PROBLEMS TO WORK ON:
1. Edit the post about the car accident: write out everything from "This is what" down to "the bumper cover.", putting "Sentra" wherever "Versa" occurs.
2. Answer these questions on the post about the car accident.
(a) What kind of vehicle was the other driver in?
(b) About how fast was the other driver going?
(c) What was the only damage the other vehicle sustained?
3. Carry on the post about the car accident from where it stops.

This is what is keeping my wife and I from getting her a Nissan Leaf. She
drove a Nissan Versa (basically the same platform but traditional gas engine)
until she was hit by another car. The accident was caused by a person in the
oncoming lane not seeing her and turning left, striking her driver's side
door. The other person was in a mid sized SUV (first gen Jeep Liberty) and was
only going about 15MPH when she struck my wife's car, but the force pushed my
wife's driver side door all the way into her seat and against her hip. The
Versa was severely frame damaged and not driveable; the only damage the Jeep
sustained was losing the bumper cover.

Data records
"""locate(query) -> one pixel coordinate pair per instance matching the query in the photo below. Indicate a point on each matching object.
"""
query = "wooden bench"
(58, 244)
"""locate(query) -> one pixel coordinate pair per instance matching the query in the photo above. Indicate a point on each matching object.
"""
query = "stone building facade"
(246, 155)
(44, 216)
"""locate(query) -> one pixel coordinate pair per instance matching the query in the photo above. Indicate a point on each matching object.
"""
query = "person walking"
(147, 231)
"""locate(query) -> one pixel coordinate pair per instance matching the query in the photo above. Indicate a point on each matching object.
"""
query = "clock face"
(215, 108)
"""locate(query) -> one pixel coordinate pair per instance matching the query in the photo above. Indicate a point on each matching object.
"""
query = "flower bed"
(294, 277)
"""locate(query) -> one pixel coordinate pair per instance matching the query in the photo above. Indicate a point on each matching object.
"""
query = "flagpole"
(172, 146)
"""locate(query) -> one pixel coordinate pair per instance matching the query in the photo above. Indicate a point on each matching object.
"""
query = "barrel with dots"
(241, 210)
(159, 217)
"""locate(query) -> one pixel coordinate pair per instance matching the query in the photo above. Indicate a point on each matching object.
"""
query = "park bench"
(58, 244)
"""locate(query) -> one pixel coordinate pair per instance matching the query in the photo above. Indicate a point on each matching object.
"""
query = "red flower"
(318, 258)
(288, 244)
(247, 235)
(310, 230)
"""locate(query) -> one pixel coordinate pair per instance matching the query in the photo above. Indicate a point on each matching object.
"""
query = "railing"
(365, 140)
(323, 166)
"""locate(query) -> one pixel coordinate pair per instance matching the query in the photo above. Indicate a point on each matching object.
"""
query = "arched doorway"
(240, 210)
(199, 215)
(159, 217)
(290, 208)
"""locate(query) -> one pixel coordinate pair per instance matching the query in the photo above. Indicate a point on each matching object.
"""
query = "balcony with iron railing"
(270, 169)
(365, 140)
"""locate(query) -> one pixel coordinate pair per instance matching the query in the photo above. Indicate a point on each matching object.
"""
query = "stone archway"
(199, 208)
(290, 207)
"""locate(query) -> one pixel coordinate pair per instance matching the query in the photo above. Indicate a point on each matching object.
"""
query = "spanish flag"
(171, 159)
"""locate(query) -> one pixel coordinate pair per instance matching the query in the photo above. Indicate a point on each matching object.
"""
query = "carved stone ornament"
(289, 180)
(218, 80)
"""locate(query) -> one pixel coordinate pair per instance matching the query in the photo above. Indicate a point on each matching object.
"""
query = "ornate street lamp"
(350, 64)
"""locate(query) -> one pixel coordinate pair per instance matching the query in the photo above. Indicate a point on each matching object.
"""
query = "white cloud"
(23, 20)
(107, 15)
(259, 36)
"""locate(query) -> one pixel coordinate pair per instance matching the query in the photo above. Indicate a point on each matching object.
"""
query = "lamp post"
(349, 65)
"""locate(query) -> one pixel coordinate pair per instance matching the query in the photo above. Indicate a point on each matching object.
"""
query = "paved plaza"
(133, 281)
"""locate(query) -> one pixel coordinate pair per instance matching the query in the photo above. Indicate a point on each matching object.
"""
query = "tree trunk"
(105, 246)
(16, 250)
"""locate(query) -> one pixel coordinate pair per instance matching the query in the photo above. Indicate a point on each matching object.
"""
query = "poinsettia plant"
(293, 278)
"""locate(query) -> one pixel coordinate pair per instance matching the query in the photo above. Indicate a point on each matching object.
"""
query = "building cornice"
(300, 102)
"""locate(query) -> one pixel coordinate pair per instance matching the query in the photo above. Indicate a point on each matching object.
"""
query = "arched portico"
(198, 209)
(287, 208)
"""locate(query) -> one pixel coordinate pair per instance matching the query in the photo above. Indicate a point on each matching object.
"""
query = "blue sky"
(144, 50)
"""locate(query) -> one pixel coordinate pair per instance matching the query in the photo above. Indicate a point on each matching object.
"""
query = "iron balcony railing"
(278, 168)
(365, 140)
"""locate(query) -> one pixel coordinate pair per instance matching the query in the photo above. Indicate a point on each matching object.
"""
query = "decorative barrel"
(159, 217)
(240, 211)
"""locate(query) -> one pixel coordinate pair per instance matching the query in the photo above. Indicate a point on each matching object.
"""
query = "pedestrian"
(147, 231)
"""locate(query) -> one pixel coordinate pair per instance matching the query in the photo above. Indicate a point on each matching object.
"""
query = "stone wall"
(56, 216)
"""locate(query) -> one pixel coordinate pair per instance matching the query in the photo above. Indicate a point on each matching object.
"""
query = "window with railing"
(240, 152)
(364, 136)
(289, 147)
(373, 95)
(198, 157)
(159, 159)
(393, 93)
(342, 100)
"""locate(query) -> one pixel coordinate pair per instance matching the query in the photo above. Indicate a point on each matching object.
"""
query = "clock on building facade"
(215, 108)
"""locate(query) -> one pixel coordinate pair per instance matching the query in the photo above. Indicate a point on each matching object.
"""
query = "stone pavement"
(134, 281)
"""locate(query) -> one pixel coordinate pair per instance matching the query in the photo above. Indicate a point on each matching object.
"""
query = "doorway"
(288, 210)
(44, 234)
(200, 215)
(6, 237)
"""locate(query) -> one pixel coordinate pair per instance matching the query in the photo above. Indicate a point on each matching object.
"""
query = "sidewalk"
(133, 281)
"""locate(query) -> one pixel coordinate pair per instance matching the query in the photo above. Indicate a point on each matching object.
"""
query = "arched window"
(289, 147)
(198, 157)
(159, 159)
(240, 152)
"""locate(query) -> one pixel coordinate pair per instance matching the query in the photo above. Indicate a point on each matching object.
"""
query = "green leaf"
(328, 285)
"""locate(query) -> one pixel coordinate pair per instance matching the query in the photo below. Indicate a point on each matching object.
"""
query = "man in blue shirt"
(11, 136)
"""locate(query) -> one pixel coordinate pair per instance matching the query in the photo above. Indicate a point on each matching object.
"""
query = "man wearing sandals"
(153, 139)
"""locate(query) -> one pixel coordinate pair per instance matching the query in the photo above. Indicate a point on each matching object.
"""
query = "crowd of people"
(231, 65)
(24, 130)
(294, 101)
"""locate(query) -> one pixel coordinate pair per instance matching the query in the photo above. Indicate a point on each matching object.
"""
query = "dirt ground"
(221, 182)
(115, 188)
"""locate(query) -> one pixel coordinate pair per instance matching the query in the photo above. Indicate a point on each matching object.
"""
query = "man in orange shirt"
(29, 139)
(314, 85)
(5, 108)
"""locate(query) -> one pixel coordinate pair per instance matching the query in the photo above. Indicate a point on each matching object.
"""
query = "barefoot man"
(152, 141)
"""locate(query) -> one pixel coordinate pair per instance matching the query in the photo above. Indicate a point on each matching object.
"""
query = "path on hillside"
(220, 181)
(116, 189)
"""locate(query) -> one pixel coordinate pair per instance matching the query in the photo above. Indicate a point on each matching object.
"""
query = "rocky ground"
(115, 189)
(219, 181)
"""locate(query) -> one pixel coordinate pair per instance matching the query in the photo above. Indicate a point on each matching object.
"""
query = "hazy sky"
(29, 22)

RESULTS IN ORDER:
1.
This is what is keeping my wife and I from getting her a Nissan Leaf. She
drove a Nissan Sentra (basically the same platform but traditional gas engine)
until she was hit by another car. The accident was caused by a person in the
oncoming lane not seeing her and turning left, striking her driver's side
door. The other person was in a mid sized SUV (first gen Jeep Liberty) and was
only going about 15MPH when she struck my wife's car, but the force pushed my
wife's driver side door all the way into her seat and against her hip. The
Sentra was severely frame damaged and not driveable; the only damage the Jeep
sustained was losing the bumper cover.

2.
(a) A mid sized SUV, a first gen Jeep Liberty.
(b) About 15 MPH.
(c) It lost its bumper cover.

3.
Thankfully my wife was not hurt apart from some bruising and soreness on her
hip, but if the other car had been going faster (say, at an intersection) she
could have been seriously hurt or killed. She is now driving our Crown
Victoria, a full frame vehicle with five star crash ratings all around and
reinforced doors due to being a former detective's car. Her fuel economy
sucks, and she was just moved to a more remote office at her job which makes
the Vic a very expensive commuter car now, but we're leery of getting her a
subcompact (gas, hybrid, or electric). It's probably an irrational fear; such
an accident is probably a once in a lifetime thing, but traffic is insane
where we live and work so we both feel much safer with her in "The Tank".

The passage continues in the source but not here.